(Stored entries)
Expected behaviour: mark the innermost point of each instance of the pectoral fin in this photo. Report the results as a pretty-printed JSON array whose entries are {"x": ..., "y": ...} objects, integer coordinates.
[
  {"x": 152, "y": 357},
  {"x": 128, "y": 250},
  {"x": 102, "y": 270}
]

TASK BRIEF :: All of the data should be retyped exactly.

WRITTEN ANSWER ::
Expected behaviour: mark the innermost point of each instance of the pectoral fin in this photo. Report the results as a pretty-printed JSON array whose entries are {"x": ..., "y": ...} objects, integer coordinates.
[
  {"x": 152, "y": 357},
  {"x": 128, "y": 250},
  {"x": 102, "y": 270}
]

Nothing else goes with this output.